- [Assignment] The whole listing should be retyped word for word, apart from the pictures it holds.

-- Supplied records follows --

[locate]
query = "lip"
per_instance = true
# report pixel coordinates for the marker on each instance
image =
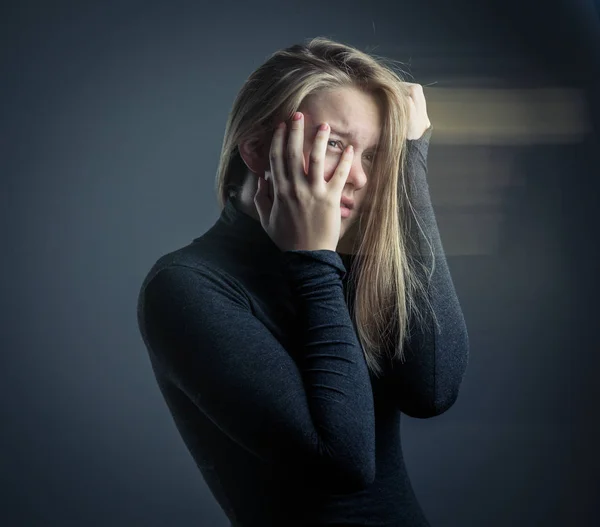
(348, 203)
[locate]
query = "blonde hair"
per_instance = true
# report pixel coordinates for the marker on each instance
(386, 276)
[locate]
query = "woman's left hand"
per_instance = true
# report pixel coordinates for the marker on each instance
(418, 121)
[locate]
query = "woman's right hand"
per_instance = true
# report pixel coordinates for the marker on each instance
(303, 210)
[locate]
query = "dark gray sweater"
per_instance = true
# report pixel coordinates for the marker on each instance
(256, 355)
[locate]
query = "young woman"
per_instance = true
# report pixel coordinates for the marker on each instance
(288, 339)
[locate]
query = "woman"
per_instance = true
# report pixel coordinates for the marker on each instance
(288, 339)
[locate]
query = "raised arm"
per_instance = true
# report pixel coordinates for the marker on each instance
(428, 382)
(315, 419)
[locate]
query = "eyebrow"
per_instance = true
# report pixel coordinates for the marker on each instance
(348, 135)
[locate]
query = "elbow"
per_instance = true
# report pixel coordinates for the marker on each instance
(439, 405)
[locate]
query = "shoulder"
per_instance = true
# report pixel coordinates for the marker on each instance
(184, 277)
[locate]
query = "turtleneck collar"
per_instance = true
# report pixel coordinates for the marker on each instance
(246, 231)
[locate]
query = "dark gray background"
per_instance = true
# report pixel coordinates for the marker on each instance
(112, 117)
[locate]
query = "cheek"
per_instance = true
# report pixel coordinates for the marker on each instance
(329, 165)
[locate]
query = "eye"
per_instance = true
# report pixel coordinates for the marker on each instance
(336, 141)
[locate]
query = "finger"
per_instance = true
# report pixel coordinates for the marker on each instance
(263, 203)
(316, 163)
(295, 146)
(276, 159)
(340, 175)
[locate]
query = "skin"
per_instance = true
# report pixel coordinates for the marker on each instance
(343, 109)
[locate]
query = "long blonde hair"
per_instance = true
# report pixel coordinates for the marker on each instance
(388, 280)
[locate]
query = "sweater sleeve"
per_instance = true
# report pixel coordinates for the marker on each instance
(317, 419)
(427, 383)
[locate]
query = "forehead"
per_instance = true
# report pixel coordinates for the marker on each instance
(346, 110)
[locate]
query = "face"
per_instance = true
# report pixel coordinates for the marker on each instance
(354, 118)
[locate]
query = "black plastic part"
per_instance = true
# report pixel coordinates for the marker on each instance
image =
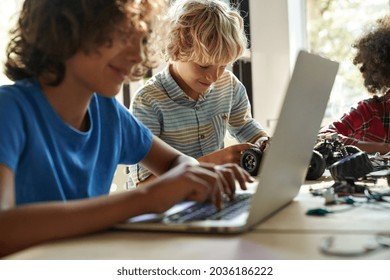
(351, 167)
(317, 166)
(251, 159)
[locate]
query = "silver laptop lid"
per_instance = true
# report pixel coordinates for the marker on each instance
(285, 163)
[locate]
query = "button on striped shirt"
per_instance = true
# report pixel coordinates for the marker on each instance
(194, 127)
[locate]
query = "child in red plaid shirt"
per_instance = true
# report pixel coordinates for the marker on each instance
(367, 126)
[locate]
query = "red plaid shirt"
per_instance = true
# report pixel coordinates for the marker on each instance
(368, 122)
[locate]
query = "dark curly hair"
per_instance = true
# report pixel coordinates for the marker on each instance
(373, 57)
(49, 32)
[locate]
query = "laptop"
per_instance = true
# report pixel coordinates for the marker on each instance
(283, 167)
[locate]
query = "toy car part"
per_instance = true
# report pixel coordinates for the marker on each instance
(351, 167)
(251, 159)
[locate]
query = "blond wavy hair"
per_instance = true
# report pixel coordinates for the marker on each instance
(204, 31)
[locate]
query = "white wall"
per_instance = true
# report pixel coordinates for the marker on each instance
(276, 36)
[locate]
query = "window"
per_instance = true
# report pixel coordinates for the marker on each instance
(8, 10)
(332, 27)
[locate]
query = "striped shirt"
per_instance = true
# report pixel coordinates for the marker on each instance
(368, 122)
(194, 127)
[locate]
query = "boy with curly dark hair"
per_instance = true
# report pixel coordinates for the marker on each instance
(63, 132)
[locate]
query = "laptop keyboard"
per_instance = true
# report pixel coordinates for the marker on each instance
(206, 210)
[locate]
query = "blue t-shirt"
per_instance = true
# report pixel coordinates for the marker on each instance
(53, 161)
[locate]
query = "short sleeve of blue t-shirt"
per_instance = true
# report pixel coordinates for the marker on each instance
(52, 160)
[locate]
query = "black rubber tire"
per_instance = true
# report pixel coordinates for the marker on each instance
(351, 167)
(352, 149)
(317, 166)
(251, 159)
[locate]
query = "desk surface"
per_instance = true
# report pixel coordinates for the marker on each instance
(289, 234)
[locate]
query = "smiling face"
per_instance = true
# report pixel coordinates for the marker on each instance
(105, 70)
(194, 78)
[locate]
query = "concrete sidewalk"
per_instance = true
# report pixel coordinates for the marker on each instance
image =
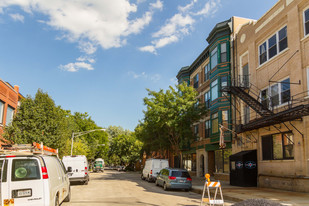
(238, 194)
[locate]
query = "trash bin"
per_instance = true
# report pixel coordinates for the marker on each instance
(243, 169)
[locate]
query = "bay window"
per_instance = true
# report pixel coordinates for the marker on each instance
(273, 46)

-- Supplied records concluded --

- [Task result]
[locate]
query = "lip"
per_instance = true
# report pixel coordinates for the marker on each instance
image =
(348, 203)
[locate]
query = "blonde hair"
per_instance = true
# report pixel coordinates for the marker on each instance
(386, 276)
[locate]
query = "woman's left hand"
per_instance = true
# report pixel coordinates for the marker on each instance
(418, 121)
[locate]
query = "woman's right hand"
per_instance = true
# report pixel coordinates for the marker on each instance
(303, 210)
[locate]
query = "dark gray sweater"
per_instance = true
# report pixel coordinates for the marker on each instance
(256, 355)
[locate]
query = "young woman"
per_instance = true
# report pixel coordinates for the marker on each instance
(288, 339)
[locate]
query = "woman"
per_instance = true
# report pixel coordinates for the marker on each instance
(288, 339)
[locate]
query = "raised arm"
per_instance = true
# report pixel coordinates for the marker on each instance
(428, 382)
(315, 419)
[locate]
query = "eyebrow"
per_instance = true
# report pixel coordinates for the marker on each instance
(348, 135)
[locate]
query = "elbow"
per_instance = true
# report pixel coordinates for the marker on each instance
(439, 405)
[locate]
query = "shoulder"
per_instance = true
# report pixel coordinates for the marker on each instance
(184, 277)
[locate]
query = "turtleneck collar"
per_instance = true
# report pixel coordinates for the marker on each instance
(246, 231)
[locate]
query = "dark gray background"
per_instance = true
# report pixel coordinates for the marker on each instance
(112, 117)
[locate]
query = "cheek"
per_instance = true
# report pixel coordinates for the marker on each instance
(329, 165)
[locate]
query = "eye"
per_instance = true
# report pixel coordinates for the marker on each instance
(336, 141)
[locate]
query = "finger"
per_instance = true
# report pixel coordinates for the marker on each instance
(263, 203)
(316, 163)
(295, 146)
(276, 159)
(340, 175)
[locate]
query = "skin"
per_instance = true
# report pixel coordinates for the marker on each instance
(343, 109)
[locate]
query = "long blonde hair"
per_instance = true
# report pixel coordinates for the marker on each instance
(388, 280)
[locate]
query = "sweater sleeve"
per_instance = true
# report pixel coordinates for the marker on each instance
(317, 419)
(427, 383)
[locate]
query = "forehead"
per_instance = true
# report pixel coordinates for the marker on each instance
(346, 110)
[locate]
query = "face"
per_instance = true
# report pixel coordinates for the marker on each instance
(354, 118)
[locate]
query = "black plastic part"
per_instance = true
# report pixel coordinates for the marker on each instance
image =
(351, 167)
(317, 166)
(251, 159)
[locate]
query = "silver laptop lid"
per_instance = true
# report pixel coordinates for the marker on each instance
(285, 163)
[locate]
query = "button on striped shirt"
per_instance = true
# report pixel coordinates for the marker on each instance
(194, 127)
[locate]
query = "child in red plaid shirt"
per_instance = true
# report pixel coordinates for the marker on each instance
(367, 126)
[locate]
query = "red plaid shirt"
per_instance = true
# report pixel coordinates for the marker on each instance
(368, 122)
[locate]
query = "dark curly hair"
per_instance = true
# report pixel coordinates for the marker on each instance
(373, 57)
(49, 32)
[locate]
query = "laptop"
per_instance = true
# report pixel coordinates for the marker on each instance
(283, 167)
[locate]
query = "toy car part"
per_instance = true
# report pixel coordinates for the marker on each instance
(351, 167)
(251, 159)
[locate]
query = "blond wavy hair"
per_instance = true
# report pixel coordinates for the marker on each instance
(204, 31)
[locate]
query = "white wall"
per_instance = true
# report pixel coordinates for the marker on each instance
(276, 36)
[locate]
query = "window"
per_instance = true
# report pixel coordinates for the marker on each instance
(8, 10)
(332, 27)
[locate]
query = "striped shirt"
per_instance = true
# report pixel coordinates for the marker on each instance
(368, 122)
(194, 127)
[locate]
query = "boy with curly dark hair"
per_instance = true
# report pixel coordinates for the marker on each instance
(63, 132)
[locate]
query = "laptop keyboard"
per_instance = true
# report pixel coordinates for the marker on each instance
(206, 210)
[locate]
query = "blue t-shirt"
per_instance = true
# report pixel coordinates for the marker on each instance
(53, 161)
[locate]
query = "short sleeve of blue t-shirt"
per_instance = true
# report pixel coordinates for the marker on each instance
(52, 160)
[locate]
query = "black rubber tire"
per_instance = true
# report pixel coordinates for the marker on each instance
(351, 167)
(352, 149)
(317, 166)
(251, 159)
[locate]
query = "desk surface"
per_instance = true
# report pixel coordinates for the marker on each instance
(289, 234)
[locate]
query = "smiling face"
per_instance = true
# report pixel coordinates for the marker on each instance
(105, 70)
(194, 78)
[locate]
query = "concrete sidewalk"
per_instance = true
# report pixel coordinates for the marker on each instance
image =
(238, 194)
[locate]
query = "trash bin"
per_instance = true
# report pixel coordinates for the marker on each instance
(243, 169)
[locate]
query = "bay window"
per_instance = true
# report pixel coordinates for the marker on each instance
(273, 46)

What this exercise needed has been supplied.